◆ Brief ◆
Copy out exactly each line from the line with "wood dining chair" through the last line of the material below.

◆ Data for this exercise ◆
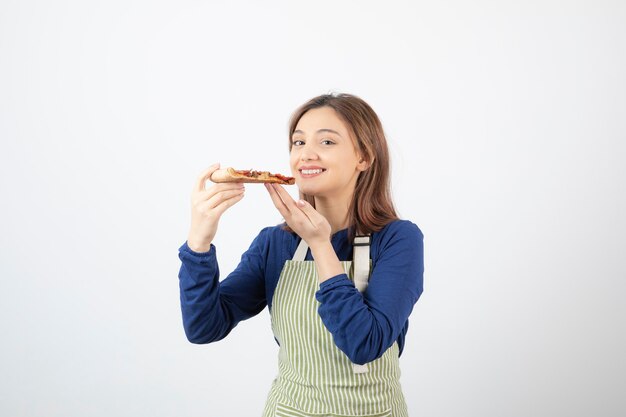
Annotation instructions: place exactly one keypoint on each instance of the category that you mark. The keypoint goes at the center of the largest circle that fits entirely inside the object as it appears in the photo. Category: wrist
(199, 245)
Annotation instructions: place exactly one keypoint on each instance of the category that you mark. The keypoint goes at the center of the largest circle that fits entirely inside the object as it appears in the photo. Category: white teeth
(311, 171)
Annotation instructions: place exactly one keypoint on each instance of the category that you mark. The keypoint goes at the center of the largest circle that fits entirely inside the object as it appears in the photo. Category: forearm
(326, 261)
(204, 319)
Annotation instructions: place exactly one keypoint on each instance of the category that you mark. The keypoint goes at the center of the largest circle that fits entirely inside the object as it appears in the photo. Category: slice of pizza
(250, 176)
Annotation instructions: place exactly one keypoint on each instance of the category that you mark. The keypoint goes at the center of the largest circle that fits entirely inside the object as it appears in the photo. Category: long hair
(371, 207)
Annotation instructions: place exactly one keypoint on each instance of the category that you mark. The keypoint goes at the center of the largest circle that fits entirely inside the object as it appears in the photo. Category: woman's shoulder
(397, 235)
(400, 229)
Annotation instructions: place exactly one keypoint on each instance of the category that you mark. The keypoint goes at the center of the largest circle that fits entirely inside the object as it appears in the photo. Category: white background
(507, 128)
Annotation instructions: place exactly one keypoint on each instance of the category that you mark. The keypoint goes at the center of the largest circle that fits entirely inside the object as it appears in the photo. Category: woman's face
(324, 160)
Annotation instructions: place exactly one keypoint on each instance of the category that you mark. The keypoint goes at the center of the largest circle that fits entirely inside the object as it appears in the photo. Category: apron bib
(315, 378)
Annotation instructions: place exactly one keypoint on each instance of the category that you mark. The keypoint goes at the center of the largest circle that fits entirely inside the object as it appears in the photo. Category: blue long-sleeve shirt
(363, 326)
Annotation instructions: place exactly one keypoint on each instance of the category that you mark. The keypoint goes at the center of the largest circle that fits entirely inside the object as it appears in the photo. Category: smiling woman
(340, 276)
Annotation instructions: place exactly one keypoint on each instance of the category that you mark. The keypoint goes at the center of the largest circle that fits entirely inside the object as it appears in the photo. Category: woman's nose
(307, 155)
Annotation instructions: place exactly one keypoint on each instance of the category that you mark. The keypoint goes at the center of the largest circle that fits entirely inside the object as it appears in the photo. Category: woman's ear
(363, 165)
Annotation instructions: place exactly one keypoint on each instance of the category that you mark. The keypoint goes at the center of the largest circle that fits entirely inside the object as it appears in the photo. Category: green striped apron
(315, 378)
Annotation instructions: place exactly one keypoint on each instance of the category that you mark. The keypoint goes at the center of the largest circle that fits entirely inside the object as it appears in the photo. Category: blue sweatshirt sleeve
(365, 325)
(210, 308)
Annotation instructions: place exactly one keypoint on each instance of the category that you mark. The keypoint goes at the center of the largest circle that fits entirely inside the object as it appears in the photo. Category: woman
(339, 337)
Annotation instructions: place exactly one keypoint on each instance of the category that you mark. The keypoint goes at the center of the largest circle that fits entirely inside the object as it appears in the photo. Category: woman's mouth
(309, 173)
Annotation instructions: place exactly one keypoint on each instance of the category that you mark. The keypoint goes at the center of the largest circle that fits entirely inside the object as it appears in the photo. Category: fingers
(278, 201)
(201, 183)
(220, 208)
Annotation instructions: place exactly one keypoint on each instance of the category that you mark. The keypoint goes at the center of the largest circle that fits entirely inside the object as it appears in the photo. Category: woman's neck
(335, 211)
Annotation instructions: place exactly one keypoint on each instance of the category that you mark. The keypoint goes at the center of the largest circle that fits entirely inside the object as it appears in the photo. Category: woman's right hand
(207, 206)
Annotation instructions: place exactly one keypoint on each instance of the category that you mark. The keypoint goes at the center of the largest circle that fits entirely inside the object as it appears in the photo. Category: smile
(311, 172)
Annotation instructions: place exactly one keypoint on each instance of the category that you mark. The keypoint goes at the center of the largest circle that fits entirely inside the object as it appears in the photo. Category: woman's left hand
(303, 219)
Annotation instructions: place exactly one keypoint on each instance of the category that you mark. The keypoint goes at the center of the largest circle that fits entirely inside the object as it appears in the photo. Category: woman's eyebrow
(319, 131)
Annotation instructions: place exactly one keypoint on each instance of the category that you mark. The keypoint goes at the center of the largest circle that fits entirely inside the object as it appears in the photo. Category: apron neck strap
(361, 259)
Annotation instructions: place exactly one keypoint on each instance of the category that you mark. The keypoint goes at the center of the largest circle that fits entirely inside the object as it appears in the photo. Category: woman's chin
(308, 189)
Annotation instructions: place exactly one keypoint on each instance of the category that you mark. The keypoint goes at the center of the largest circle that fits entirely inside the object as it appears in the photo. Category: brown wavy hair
(372, 207)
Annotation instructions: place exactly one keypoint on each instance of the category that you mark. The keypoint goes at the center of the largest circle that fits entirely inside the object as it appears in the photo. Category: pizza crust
(232, 175)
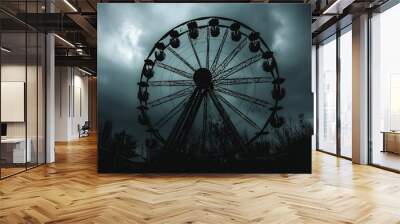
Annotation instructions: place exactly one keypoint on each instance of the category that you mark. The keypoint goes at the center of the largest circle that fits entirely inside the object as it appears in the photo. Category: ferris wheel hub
(203, 78)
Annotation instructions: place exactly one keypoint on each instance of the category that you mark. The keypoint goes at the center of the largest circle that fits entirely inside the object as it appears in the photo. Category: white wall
(71, 102)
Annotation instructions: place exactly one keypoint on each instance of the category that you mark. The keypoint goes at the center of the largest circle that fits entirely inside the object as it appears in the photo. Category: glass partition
(346, 93)
(327, 95)
(385, 89)
(22, 88)
(14, 153)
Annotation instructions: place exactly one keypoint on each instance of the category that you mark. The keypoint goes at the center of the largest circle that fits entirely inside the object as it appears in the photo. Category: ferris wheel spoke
(218, 54)
(170, 114)
(232, 132)
(240, 66)
(170, 97)
(174, 70)
(181, 58)
(242, 96)
(172, 83)
(238, 112)
(205, 120)
(194, 50)
(245, 80)
(208, 49)
(178, 137)
(228, 59)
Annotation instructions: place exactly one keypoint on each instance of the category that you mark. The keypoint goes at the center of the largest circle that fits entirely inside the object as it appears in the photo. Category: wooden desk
(391, 141)
(13, 150)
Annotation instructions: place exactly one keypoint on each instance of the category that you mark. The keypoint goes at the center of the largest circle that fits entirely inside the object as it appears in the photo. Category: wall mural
(204, 88)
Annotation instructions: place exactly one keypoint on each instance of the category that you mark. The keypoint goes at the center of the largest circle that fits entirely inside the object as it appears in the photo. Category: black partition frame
(27, 29)
(336, 35)
(381, 9)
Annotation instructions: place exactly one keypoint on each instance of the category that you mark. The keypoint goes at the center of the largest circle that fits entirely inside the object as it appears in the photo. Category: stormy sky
(127, 33)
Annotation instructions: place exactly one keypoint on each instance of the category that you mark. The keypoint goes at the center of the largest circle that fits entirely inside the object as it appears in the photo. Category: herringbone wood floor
(71, 191)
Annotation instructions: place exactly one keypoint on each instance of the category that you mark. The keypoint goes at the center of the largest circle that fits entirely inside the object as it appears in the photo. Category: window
(327, 96)
(385, 88)
(346, 92)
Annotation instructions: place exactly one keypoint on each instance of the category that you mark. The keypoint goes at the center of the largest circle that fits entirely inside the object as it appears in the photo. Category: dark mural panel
(204, 88)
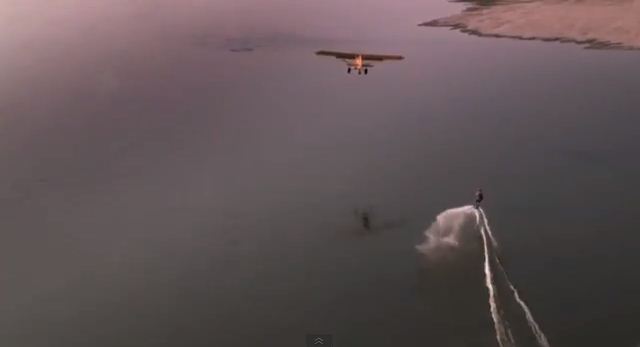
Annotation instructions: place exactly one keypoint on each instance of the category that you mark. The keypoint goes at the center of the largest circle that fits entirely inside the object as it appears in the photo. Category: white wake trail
(498, 322)
(533, 325)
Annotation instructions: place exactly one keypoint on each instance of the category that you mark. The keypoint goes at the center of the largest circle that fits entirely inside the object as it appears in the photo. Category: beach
(594, 23)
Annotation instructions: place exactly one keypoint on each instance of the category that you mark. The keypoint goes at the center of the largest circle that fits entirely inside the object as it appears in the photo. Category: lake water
(159, 189)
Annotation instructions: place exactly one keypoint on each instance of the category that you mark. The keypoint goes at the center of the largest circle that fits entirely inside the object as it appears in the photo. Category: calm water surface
(158, 189)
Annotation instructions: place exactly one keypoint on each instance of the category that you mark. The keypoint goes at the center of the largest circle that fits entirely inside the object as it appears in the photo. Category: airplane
(358, 61)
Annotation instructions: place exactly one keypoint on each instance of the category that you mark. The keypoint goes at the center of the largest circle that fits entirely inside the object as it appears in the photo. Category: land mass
(600, 24)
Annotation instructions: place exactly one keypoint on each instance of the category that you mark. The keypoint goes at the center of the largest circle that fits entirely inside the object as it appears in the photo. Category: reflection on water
(160, 190)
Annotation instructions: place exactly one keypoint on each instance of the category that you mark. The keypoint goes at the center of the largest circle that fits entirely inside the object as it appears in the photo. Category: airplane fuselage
(358, 64)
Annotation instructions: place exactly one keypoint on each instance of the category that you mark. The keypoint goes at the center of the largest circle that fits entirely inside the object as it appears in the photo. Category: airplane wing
(381, 57)
(370, 57)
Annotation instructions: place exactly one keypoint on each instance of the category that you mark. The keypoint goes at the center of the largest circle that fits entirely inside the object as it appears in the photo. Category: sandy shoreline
(598, 24)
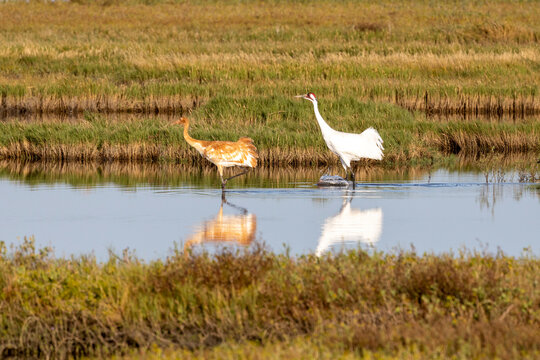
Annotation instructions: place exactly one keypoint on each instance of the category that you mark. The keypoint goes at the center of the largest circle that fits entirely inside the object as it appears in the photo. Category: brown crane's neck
(191, 141)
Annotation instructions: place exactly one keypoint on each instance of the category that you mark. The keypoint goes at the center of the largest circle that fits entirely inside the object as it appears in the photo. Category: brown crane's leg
(241, 173)
(223, 182)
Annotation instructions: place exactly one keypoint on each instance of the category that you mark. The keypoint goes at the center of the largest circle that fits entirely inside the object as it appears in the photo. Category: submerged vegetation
(470, 305)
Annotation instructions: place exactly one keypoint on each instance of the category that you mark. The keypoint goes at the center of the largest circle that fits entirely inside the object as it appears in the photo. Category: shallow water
(434, 212)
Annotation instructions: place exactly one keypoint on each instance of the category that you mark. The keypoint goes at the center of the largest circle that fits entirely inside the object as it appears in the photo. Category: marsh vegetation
(466, 304)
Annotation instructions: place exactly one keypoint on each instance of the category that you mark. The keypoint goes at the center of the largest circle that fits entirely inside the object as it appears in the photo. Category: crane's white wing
(368, 144)
(349, 226)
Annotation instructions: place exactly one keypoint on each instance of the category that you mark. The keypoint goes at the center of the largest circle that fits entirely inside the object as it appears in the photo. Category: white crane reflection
(351, 226)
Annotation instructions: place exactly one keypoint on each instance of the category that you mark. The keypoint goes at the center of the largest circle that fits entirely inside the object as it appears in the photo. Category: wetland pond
(153, 209)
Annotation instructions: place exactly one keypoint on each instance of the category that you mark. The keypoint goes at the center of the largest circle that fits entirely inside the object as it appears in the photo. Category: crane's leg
(232, 177)
(223, 182)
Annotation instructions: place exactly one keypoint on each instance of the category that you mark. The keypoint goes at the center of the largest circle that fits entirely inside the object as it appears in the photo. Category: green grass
(234, 67)
(460, 305)
(284, 131)
(389, 51)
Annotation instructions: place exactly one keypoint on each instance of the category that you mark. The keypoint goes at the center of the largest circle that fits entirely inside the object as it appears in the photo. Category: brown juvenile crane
(224, 153)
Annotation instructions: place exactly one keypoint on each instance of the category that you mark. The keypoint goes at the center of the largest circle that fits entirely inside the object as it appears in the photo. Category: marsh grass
(472, 304)
(286, 137)
(168, 56)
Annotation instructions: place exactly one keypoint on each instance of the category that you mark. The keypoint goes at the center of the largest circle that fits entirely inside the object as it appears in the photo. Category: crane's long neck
(325, 128)
(191, 141)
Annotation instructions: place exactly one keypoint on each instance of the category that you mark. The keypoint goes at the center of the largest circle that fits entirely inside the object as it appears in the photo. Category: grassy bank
(471, 305)
(175, 56)
(495, 168)
(291, 137)
(233, 67)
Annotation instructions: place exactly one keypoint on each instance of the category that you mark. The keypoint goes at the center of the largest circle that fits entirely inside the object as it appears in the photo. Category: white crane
(348, 147)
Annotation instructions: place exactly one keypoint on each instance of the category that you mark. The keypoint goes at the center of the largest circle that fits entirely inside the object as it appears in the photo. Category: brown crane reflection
(351, 226)
(239, 228)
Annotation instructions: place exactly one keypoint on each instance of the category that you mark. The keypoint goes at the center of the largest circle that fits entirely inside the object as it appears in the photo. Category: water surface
(151, 211)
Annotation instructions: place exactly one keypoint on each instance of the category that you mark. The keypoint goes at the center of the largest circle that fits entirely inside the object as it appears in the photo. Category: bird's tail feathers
(252, 150)
(373, 148)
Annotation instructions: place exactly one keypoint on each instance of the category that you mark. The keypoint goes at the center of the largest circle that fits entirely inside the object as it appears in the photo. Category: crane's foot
(232, 177)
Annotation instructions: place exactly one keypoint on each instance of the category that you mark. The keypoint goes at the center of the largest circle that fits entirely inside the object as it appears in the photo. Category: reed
(468, 304)
(172, 57)
(287, 138)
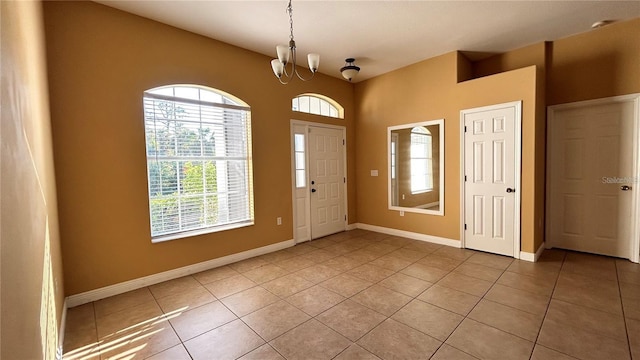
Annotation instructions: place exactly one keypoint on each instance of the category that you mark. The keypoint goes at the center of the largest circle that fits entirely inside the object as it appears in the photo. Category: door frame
(517, 238)
(307, 125)
(635, 201)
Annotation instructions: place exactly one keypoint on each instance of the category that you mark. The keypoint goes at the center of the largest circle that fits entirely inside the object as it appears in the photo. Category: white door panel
(587, 146)
(327, 179)
(490, 165)
(319, 200)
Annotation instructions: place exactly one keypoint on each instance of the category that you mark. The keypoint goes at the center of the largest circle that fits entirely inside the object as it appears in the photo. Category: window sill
(192, 233)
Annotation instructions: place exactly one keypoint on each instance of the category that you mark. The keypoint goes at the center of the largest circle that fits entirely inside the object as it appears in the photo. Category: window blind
(198, 160)
(421, 161)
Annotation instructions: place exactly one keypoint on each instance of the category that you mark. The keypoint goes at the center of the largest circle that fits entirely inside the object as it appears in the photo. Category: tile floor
(365, 295)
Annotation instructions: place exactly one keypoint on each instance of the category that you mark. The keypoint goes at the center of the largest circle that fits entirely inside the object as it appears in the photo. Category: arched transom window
(198, 143)
(318, 105)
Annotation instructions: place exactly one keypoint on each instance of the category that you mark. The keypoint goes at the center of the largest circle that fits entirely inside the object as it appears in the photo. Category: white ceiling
(381, 35)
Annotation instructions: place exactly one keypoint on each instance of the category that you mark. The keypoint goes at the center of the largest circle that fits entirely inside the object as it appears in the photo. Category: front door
(326, 177)
(591, 178)
(318, 163)
(491, 178)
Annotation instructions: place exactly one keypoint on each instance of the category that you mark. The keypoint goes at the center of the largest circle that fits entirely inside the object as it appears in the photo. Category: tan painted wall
(32, 293)
(100, 63)
(600, 63)
(425, 91)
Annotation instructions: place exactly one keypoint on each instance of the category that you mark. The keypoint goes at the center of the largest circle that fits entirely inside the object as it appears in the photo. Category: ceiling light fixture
(287, 54)
(350, 70)
(601, 23)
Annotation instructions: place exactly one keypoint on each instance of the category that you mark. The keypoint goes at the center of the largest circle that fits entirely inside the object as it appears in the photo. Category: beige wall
(599, 63)
(100, 63)
(32, 291)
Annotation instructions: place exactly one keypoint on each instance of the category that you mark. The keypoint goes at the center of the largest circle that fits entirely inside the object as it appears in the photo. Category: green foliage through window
(198, 159)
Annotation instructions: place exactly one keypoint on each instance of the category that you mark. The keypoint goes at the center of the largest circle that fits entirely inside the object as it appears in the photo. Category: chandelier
(350, 70)
(287, 55)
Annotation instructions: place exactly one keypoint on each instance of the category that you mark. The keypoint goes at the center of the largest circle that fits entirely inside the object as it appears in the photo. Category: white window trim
(248, 181)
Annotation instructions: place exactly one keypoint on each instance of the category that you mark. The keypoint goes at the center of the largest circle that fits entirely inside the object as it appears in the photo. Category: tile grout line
(555, 284)
(624, 318)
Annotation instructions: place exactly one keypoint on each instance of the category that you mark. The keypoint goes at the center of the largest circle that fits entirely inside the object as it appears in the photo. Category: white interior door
(326, 181)
(491, 178)
(318, 174)
(591, 177)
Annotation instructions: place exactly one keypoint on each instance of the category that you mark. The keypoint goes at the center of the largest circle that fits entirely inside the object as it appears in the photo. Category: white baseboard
(116, 289)
(532, 257)
(410, 235)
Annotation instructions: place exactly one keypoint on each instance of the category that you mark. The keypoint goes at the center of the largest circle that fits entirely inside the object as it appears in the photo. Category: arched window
(198, 144)
(421, 160)
(318, 105)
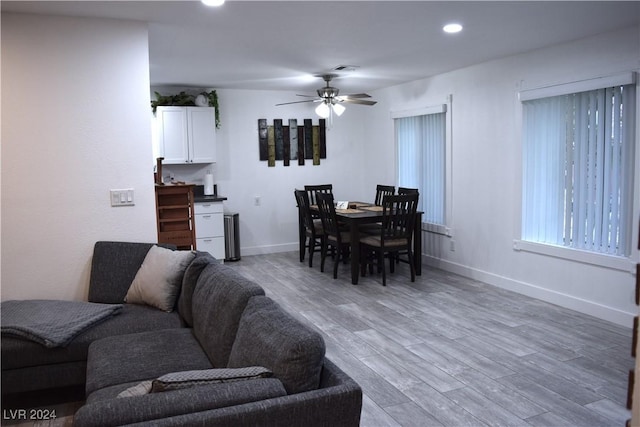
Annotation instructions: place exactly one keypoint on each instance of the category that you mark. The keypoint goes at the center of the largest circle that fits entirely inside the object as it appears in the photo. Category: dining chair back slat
(405, 190)
(383, 190)
(313, 190)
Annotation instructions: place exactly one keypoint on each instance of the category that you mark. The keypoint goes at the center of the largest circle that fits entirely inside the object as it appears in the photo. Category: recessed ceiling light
(452, 28)
(213, 2)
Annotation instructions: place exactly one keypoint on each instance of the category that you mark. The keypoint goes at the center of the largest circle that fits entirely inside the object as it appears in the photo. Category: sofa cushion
(103, 408)
(20, 353)
(142, 356)
(189, 281)
(157, 282)
(270, 337)
(113, 267)
(219, 299)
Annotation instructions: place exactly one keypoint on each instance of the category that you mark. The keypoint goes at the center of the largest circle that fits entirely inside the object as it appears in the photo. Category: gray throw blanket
(52, 323)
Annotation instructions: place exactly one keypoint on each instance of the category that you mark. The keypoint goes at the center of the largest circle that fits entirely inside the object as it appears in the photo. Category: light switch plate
(122, 197)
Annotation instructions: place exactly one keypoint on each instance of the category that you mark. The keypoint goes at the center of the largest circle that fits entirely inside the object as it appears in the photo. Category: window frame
(615, 262)
(445, 229)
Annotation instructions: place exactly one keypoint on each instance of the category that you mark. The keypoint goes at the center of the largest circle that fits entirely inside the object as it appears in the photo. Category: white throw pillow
(157, 282)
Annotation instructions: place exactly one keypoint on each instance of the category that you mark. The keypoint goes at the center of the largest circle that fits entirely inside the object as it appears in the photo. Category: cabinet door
(209, 225)
(172, 134)
(202, 134)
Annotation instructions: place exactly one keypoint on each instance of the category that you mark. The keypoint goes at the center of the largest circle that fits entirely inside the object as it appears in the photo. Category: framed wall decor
(292, 141)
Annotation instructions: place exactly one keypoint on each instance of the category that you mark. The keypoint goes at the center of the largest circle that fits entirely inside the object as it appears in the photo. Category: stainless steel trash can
(231, 237)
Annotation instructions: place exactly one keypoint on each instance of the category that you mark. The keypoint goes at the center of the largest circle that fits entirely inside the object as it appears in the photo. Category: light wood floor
(450, 351)
(447, 350)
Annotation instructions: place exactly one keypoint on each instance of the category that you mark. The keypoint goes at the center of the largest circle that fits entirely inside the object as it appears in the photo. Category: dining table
(361, 213)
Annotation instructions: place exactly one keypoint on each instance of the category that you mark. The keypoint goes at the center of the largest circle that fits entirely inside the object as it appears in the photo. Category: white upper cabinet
(186, 134)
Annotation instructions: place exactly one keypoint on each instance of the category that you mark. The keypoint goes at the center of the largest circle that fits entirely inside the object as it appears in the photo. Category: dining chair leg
(392, 265)
(381, 265)
(412, 266)
(323, 255)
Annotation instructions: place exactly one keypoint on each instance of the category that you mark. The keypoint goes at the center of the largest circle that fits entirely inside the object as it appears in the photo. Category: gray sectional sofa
(145, 366)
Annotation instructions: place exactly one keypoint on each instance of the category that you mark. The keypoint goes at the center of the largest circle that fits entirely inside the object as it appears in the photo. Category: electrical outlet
(122, 197)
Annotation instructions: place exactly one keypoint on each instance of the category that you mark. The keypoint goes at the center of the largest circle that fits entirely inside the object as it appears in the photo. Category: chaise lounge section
(227, 355)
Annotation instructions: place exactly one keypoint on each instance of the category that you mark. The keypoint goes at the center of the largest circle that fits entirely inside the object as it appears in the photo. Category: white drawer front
(213, 245)
(209, 225)
(208, 207)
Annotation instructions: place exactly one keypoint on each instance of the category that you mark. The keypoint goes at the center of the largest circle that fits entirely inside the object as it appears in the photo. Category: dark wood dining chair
(383, 190)
(313, 190)
(314, 234)
(335, 235)
(394, 240)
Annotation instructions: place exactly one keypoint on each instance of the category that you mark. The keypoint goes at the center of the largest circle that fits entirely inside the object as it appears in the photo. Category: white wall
(486, 171)
(75, 104)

◆ Reply ◆
Annotation instructions: place exactly one keypoint on each instance of the category that you mark. The keypoint goes at the center of the largest circle that fits entirely inside the object as it appears in the photo. Category: dark wood dining chair
(383, 190)
(313, 190)
(314, 234)
(335, 235)
(394, 240)
Annotation instructions: place exactly one keypoint on each instance of the category that you mark. The keypoint goes at the center of the largest circle that fits entirely inside the object as it appears in the photo. Category: white wall
(486, 171)
(75, 104)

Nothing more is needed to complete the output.